◆ EXERCISES TO COMPLETE:
1 - Translate this sentence from the text below on semantic role labeling into Spanish: "Clustering is used to replace syntactic parsing, during which similar sentences are clustered together."
2 - In the text below on semantic role labeling, condense the paragraph that begins "The semantic role labeling for Myanmar Text" into a brief bulleted list that retains its main facts.

◆ TEXT TO READ:

Semantic role labelling techniques for Chinese text are also proposed by Wang. This paper proposed a new method for SRL with two main subtasks called clustering and labeling. Clustering is used to replace syntactic parsing, during which similar sentences are clustered together. In the labeling step, artificial neural networks are planted as many as the number of clusters, each of which takes charge of summing up the features of chunks of a sentence and then labeling them with semantic roles [17].

Paul et al. proposed new methods for SLR and text classification for plagiarism detection for English language. They mainly focus on how to reduce the time of checking in plagiarism and time of labelling in roles for sentence level text [18].

Sentence reframing techniques using SRL is proposed by Sethi et al. [20]. Their technique is used for Hindi sentences by mainly using NLP techniques.

The semantic role labeling for Myanmar Text has been developed by Naing and Thida by proposing a method of assigning semantic roles on the structured trees of Myanmar Text using Myanmar Verb Frame. They used predicate-argument identification algorithm for Labeling. They used ProBank for Myanmar Text corpus. Their work could only perform for simple sentences and their ProBank need to be scaled up for more complete words Labeling [19].

Regards to language structure and design, FrameNet and ProBank are popular. The key feature of FrameNet is to derive generalizations about frame structure and grammatical organizations using corpus, and the describing the valances of target words using frame semantics [19].

FrameNet is a popular and mature tool in NLP for automatic language understander for English, Chinese, etc. Kshirsagar et al. [8] arguments standard FrameNet model with the derivation of features from FrameNet and ProBank and compares their annotated exemplars. They proved that FrameNet increases 4% in F-measure.

Although FrameNet is a mature approach for some languages such as English, Chinese, etc., Myanmar language still lacks of consideration of semantic structure with the aid of FrameNet. To address some limitations of them with the effectively exploration of semantic frames of FrameNet, we introduce FrameNet for Myanmar Text for semantic role Labeling of Myanmar Text.

3. PRELIMINARY STUDY

The underlying theories used in this paper are briefly described in this section in the aspects of FrameNet and SRL process.

3.1. FrameNet and Frame Semantics

FrameNet (FN) is a repository of lexical and semantical expressions of language. It describes predicational words such as verb, noun, adjective, etc. [21]. The standard FrameNet is intended for English language and the purpose is to analyze conceptual structure of linguistic meaning [7]. It works on semantic frames that defines dependencies between words and describes its roles among participants of a language [4].

The key feature of FrameNet is to derive generalizations about frame structures and grammatical organizations and describing of valances of target words using frame semantics [21]. FrameNet is modeled for conceptual knowledge extraction from subject matters that can be events, scenario, user inputs or articles from the Internet, etc.

The basic units of frame semantics are frames and its elements are called frame element (FEs) [5,22]. Each FE definitely comes from one frame and it may be associated with zero or more other frame elements. In association, there may be different kinds of association types such as inheritance, monotonic, subframes, etc. In addition, each frame can act different roles (core or non-core) depending on subject matters.

◆ DATA PROVIDED:
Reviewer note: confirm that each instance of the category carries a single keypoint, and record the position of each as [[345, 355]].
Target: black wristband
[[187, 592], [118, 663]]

◆ THE RESULTS:
1 - La agrupación se utiliza para sustituir el análisis sintáctico, durante el cual las oraciones similares se agrupan.

2 -
- Naing and Thida developed semantic role labeling for Myanmar text.
- Their method assigns semantic roles on structured trees of Myanmar text using the Myanmar Verb Frame.
- Labeling relies on a predicate-argument identification algorithm.
- ProBank serves as the Myanmar text corpus.
- The work handles only simple sentences, and ProBank must be scaled up for more complete word labeling.